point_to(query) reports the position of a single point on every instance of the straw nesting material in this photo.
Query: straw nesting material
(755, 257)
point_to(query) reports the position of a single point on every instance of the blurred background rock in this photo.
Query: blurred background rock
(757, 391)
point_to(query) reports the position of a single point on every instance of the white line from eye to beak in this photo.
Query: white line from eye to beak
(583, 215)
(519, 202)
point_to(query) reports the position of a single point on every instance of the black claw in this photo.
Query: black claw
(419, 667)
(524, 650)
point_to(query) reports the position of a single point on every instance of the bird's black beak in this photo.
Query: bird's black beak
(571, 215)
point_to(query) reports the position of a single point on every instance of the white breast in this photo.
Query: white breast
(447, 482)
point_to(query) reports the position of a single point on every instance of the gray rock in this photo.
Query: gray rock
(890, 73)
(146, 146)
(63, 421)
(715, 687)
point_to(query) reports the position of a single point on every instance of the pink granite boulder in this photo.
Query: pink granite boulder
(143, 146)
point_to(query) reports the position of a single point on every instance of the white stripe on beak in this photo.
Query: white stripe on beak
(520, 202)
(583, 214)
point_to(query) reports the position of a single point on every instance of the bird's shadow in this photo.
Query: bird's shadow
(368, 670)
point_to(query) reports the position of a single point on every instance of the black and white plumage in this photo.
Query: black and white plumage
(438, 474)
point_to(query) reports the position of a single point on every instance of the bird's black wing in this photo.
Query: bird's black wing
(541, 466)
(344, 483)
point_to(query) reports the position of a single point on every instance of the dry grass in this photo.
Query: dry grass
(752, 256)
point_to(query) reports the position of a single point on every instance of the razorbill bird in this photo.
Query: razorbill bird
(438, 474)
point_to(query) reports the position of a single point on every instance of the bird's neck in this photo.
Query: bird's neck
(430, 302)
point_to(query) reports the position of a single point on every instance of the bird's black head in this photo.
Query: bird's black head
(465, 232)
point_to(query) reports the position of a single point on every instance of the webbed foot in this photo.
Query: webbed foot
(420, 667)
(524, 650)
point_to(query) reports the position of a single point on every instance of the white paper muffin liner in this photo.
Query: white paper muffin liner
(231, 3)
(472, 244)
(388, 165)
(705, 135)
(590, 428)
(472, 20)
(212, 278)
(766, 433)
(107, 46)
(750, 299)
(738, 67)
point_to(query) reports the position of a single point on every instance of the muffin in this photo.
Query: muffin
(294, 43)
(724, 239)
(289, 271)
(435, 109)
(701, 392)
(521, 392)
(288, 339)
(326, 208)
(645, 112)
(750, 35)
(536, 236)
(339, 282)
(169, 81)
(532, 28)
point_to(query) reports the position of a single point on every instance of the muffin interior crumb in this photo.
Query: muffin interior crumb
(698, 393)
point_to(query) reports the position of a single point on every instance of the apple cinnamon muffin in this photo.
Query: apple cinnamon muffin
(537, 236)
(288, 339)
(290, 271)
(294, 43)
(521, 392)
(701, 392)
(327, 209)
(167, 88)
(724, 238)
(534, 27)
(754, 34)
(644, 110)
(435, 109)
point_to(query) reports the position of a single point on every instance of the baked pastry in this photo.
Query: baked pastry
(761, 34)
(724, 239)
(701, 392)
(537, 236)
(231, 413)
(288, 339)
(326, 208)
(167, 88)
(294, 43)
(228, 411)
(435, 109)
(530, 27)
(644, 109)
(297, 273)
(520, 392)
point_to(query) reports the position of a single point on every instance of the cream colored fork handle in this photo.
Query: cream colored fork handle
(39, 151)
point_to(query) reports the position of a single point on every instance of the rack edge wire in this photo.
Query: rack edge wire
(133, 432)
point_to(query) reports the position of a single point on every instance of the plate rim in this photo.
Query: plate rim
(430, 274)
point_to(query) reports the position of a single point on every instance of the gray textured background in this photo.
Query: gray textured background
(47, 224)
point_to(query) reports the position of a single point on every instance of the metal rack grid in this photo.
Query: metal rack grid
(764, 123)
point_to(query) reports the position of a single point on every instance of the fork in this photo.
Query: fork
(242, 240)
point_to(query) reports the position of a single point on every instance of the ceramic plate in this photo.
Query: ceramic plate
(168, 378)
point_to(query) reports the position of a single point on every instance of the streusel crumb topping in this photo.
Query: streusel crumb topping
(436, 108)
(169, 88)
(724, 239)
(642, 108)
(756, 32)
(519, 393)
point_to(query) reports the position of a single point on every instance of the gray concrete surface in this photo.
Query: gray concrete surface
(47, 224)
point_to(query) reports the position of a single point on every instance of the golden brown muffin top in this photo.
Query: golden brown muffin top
════════
**Exercise prompt**
Write out every line exactly as it stands.

**Exercise answer**
point_to(query) reports the position of a single point on every instance of the straw nesting material in this photo.
Query: straw nesting material
(755, 257)
point_to(query) reports the position of a single point on every instance of the blurred background rock in this photo.
Query: blurred background rock
(757, 391)
point_to(query) reports the position of a single point on every instance of the white line from eye to beak in this photo.
Query: white line from eye to beak
(583, 215)
(519, 202)
point_to(query) reports the position of a single point on every instance of the black claw in this photo.
Query: black claw
(419, 667)
(524, 650)
point_to(query) reports the position of a single point on every instance of the bird's black beak in this photo.
Query: bird's black beak
(571, 215)
point_to(query) reports the position of a single point on every instance of the white breast in this photo.
Query: white breast
(447, 482)
point_to(query) reports the position of a single point on every instance of the gray rock in this photo.
Query: gray rock
(890, 73)
(146, 146)
(63, 421)
(715, 687)
point_to(query) reports the position of a single point on every instance of the pink granite boulder in this photo.
Query: pink granite boulder
(143, 146)
point_to(query) reports the position of a single point on every instance of the white stripe on beak in this photo.
Query: white stripe on beak
(520, 202)
(583, 214)
point_to(query) reports the position of a single point on every instance of the bird's shadow in this photo.
Query: bird's shadow
(368, 670)
point_to(query) reports the position of a single point on every instance of the black and white plumage in this photo.
Query: black and white plumage
(438, 474)
point_to(query) reports the position of a single point on every instance of the bird's black wing in this photo.
Query: bird's black wing
(541, 466)
(344, 483)
point_to(query) reports the position of a single point on every instance of the dry grass in this photo.
Query: dry grass
(752, 256)
point_to(query) reports the position of a single point on every instance of the razorbill bird in this photo.
Query: razorbill bird
(438, 474)
point_to(query) reports the position of a single point on every instance of the bird's neck in this photo.
Query: bird's neck
(430, 302)
point_to(query) reports the position of a single point on every instance of the bird's black head in this photo.
Query: bird's black head
(465, 232)
point_to(query) reports the position of a single point on every instance of the webbed foot in this photo.
Query: webbed foot
(420, 667)
(524, 650)
point_to(query) reports the position of a single point on every instance of the white paper muffin liner in this photo.
Query: white paper muffin liner
(231, 3)
(472, 244)
(388, 165)
(705, 135)
(590, 428)
(472, 20)
(212, 278)
(766, 433)
(107, 46)
(750, 299)
(738, 67)
point_to(query) reports the position of a single point on every instance of the muffin in this photo.
Query: muffin
(294, 43)
(724, 239)
(289, 271)
(435, 109)
(701, 392)
(521, 392)
(288, 339)
(326, 208)
(645, 112)
(750, 35)
(536, 236)
(339, 282)
(169, 81)
(532, 28)
point_to(query) reports the position of a single point on every instance of the muffin interior crumb in this photo.
Query: muffin interior crumb
(698, 393)
point_to(query) reports the position of a single point on every instance of the apple cinnamon muffin in this photo.
Query: apple cinnamon muffin
(537, 236)
(288, 339)
(290, 271)
(294, 43)
(521, 392)
(701, 392)
(327, 209)
(167, 88)
(724, 238)
(534, 27)
(754, 34)
(644, 110)
(435, 109)
point_to(query) reports the position of a single point on every instance of the baked pastry in this photo.
Query: baked pastry
(761, 34)
(724, 239)
(701, 392)
(537, 236)
(231, 413)
(288, 339)
(326, 208)
(167, 88)
(294, 43)
(228, 411)
(435, 109)
(530, 27)
(644, 109)
(297, 273)
(520, 392)
point_to(query) reports the position of a single point on every instance of the cream colored fork handle in this photo.
Query: cream colored fork handle
(39, 151)
point_to(query) reports the position of a single point on every instance of the rack edge wire in this photo.
Query: rack edge wire
(133, 432)
point_to(query) reports the position of a single point on every instance of the plate rim in this photo.
Query: plate rim
(430, 274)
point_to(query) reports the position of a single point on every instance of the gray textured background in this photo.
Query: gray textured background
(47, 224)
point_to(query) reports the position of a single point on every instance of the metal rack grid in this photo.
Query: metal rack grid
(764, 123)
point_to(query) reports the position of a single point on every instance of the fork in this photo.
Query: fork
(242, 240)
point_to(query) reports the position of a single point on every instance of the ceramic plate in this photo.
Query: ceramic plate
(168, 378)
point_to(query) reports the position of a single point on every instance of the streusel crumb topping in this photo.
Query: streusel crumb topping
(436, 108)
(169, 88)
(724, 239)
(642, 108)
(756, 32)
(519, 393)
point_to(query) reports the position of a single point on every instance of the gray concrete surface in this photo.
Query: gray concrete surface
(47, 224)
point_to(query) reports the position of a single point on every instance of the golden brown muffin top in this photo.
Query: golden brown muffin top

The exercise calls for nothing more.